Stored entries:
┌────────
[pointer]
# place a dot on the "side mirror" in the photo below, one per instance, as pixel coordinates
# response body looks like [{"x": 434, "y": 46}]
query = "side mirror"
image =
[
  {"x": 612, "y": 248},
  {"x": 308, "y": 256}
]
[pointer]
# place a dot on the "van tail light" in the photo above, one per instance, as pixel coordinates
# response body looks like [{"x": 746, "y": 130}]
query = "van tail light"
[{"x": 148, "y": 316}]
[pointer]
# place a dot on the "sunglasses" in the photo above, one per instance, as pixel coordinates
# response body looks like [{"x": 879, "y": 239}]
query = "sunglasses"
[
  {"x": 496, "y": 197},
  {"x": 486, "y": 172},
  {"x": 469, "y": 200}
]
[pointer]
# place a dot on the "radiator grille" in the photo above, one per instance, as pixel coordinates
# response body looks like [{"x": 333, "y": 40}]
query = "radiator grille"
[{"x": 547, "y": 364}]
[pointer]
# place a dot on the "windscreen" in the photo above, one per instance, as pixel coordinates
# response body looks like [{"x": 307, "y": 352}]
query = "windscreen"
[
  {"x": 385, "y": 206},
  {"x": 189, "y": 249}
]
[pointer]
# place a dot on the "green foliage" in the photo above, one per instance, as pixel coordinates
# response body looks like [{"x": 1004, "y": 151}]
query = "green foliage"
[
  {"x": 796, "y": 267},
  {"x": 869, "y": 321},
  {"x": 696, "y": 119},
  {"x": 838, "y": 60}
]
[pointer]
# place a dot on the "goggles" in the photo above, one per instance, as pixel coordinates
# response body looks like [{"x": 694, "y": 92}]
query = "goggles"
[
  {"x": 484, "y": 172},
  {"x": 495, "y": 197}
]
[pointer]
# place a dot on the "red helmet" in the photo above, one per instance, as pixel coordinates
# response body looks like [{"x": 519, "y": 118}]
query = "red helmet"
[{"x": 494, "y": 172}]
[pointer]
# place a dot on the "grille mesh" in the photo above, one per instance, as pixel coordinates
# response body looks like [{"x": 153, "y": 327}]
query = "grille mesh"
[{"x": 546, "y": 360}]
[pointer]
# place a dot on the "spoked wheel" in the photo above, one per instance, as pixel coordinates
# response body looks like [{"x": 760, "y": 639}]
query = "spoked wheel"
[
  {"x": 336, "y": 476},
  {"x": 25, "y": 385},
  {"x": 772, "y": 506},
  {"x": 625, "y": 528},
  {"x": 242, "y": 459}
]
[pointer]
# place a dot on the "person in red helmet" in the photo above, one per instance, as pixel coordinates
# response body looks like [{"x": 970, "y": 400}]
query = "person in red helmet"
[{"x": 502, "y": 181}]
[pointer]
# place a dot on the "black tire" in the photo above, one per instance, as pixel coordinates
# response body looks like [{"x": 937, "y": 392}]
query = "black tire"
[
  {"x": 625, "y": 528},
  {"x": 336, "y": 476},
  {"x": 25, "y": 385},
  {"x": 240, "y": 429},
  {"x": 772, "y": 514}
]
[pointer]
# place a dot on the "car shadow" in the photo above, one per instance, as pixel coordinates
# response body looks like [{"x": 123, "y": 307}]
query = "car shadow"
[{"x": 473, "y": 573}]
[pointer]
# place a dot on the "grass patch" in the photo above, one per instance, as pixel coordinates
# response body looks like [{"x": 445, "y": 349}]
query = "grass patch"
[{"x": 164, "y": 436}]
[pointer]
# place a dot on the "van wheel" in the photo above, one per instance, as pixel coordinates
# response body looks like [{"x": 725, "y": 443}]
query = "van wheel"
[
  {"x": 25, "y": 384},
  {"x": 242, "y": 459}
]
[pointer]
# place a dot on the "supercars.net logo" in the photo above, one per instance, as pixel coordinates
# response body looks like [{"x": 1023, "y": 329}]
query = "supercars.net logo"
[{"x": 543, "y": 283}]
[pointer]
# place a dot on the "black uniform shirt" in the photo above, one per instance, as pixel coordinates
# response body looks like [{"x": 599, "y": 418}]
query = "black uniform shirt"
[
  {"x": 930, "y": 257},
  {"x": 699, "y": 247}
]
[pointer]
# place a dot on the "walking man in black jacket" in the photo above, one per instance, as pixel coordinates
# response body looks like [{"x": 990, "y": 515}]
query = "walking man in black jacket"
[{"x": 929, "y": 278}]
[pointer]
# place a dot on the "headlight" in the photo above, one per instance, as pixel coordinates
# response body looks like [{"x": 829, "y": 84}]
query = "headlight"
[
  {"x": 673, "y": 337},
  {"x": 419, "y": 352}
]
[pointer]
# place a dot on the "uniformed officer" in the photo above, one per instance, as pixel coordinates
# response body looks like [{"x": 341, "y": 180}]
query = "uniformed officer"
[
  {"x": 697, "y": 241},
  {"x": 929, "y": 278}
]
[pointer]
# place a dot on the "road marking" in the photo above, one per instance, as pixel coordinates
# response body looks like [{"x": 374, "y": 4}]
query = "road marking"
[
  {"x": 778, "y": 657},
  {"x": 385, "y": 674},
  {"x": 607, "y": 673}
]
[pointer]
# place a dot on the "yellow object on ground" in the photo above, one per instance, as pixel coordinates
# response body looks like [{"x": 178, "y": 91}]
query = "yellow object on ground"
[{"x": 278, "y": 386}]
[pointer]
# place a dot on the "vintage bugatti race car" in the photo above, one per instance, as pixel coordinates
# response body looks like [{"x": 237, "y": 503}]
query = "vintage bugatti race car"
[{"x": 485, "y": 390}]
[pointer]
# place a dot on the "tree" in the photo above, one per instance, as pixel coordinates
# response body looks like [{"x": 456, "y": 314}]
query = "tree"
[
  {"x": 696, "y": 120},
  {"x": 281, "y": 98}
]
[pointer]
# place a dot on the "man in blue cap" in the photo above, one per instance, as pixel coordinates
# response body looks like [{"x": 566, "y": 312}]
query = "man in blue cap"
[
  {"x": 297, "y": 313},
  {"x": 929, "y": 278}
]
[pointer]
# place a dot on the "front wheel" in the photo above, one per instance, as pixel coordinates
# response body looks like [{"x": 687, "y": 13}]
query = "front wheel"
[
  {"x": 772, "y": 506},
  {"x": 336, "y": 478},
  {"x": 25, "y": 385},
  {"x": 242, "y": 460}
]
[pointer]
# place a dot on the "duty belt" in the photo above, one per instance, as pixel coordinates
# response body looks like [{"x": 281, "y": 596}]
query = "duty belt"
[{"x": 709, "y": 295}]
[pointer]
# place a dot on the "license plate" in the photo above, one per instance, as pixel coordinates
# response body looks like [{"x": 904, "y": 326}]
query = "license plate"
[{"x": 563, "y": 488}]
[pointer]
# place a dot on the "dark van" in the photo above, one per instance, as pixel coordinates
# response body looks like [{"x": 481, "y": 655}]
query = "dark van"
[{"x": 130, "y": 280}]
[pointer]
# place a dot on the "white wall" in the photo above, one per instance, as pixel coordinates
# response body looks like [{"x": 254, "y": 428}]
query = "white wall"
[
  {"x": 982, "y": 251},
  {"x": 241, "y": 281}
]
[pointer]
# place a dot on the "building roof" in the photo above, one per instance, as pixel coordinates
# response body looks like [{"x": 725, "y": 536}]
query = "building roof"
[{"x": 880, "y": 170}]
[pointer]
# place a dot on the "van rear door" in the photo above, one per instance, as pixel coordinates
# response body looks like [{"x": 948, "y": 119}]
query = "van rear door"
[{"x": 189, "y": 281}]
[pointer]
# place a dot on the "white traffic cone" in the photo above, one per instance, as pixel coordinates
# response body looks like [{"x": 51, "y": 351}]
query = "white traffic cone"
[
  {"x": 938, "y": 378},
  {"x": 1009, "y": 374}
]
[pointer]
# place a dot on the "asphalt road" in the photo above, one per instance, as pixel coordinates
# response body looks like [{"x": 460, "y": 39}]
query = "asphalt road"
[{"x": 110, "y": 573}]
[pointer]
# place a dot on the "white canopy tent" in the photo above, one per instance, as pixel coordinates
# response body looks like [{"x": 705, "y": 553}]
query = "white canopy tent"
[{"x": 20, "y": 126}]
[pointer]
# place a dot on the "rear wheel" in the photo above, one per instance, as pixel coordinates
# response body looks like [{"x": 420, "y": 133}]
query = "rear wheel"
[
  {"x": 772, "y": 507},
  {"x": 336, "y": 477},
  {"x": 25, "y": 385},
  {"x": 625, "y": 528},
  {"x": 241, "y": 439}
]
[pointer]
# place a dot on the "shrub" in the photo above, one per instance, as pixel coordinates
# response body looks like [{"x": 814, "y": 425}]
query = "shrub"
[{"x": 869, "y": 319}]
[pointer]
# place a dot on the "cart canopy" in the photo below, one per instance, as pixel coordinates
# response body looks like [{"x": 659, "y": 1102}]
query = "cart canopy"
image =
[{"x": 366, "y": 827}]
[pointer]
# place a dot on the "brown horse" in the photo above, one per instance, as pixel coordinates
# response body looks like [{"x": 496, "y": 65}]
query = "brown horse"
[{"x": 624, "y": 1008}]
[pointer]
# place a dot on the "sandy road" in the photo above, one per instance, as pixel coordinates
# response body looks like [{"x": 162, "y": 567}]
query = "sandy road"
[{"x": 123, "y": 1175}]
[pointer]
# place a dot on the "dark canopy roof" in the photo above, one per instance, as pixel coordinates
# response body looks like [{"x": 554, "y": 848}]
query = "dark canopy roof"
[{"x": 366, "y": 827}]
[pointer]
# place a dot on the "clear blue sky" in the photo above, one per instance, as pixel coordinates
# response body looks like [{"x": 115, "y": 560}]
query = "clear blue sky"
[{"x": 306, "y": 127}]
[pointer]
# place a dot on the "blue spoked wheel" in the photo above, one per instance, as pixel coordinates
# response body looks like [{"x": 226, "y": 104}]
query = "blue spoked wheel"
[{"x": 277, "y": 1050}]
└────────
How many lines in the records above contain the word "white"? Reply with the number alone.

6